Task instructions: Say how many lines in the entries below mention "balcony", with no other words.

Recorded information:

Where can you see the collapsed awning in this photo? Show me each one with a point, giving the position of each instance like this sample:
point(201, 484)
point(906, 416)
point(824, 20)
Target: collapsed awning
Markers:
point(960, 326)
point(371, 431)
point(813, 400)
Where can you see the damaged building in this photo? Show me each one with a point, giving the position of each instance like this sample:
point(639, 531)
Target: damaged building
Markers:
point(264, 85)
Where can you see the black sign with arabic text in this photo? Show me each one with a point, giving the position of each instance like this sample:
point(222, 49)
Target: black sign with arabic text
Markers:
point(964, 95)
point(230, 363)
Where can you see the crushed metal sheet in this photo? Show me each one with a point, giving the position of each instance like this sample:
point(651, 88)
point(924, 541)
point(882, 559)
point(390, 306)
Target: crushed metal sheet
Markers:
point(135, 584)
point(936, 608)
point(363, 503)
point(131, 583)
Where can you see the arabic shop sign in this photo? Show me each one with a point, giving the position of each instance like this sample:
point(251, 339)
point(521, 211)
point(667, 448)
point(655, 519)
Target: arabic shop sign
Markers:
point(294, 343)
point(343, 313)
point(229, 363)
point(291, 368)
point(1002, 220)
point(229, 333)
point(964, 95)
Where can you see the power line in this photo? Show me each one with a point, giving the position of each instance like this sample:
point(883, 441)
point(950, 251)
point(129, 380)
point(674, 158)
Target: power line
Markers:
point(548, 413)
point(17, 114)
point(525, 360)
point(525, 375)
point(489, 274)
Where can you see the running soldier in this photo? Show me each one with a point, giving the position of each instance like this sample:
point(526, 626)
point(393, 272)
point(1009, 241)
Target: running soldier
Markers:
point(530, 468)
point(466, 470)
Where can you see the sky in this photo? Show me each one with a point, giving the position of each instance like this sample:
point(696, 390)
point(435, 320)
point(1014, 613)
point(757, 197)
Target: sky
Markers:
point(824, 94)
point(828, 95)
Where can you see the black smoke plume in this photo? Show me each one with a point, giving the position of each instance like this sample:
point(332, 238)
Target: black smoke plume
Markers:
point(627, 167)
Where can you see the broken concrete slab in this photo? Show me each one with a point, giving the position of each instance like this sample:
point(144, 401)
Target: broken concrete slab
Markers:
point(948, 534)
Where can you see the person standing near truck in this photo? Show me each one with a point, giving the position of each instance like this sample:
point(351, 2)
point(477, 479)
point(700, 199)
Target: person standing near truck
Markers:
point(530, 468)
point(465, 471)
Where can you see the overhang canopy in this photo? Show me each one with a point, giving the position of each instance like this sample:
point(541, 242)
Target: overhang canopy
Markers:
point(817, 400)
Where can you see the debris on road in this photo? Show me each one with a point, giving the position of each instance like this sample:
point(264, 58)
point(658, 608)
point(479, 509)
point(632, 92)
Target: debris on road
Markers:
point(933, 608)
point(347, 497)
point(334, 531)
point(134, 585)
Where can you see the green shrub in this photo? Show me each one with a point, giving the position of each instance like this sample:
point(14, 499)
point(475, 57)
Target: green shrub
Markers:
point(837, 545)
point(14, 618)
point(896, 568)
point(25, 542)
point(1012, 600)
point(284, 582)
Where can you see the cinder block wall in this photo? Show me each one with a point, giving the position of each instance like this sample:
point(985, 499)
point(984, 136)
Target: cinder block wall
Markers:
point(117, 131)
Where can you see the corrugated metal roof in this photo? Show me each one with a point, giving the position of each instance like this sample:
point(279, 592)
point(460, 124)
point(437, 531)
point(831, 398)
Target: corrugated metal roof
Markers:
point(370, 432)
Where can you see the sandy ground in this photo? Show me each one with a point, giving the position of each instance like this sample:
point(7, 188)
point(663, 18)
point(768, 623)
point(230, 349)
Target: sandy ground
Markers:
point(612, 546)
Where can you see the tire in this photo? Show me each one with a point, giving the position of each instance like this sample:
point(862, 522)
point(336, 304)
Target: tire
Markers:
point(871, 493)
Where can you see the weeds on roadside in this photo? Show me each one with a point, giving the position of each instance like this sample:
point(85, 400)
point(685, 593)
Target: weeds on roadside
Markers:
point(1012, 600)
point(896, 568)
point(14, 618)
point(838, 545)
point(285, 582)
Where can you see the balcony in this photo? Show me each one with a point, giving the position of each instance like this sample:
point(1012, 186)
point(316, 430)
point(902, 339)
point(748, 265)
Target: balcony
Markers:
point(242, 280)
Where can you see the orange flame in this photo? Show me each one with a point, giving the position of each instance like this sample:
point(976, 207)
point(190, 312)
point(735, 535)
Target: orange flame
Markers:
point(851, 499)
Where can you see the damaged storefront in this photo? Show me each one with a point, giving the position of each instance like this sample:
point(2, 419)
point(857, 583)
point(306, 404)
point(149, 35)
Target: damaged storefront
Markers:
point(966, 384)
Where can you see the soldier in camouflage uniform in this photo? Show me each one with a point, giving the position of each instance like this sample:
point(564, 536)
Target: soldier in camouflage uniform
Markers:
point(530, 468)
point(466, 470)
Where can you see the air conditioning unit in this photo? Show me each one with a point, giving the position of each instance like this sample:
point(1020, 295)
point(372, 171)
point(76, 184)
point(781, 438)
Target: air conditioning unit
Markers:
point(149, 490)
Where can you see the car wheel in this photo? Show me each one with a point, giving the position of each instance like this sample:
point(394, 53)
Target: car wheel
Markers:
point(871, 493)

Exercise solution: 2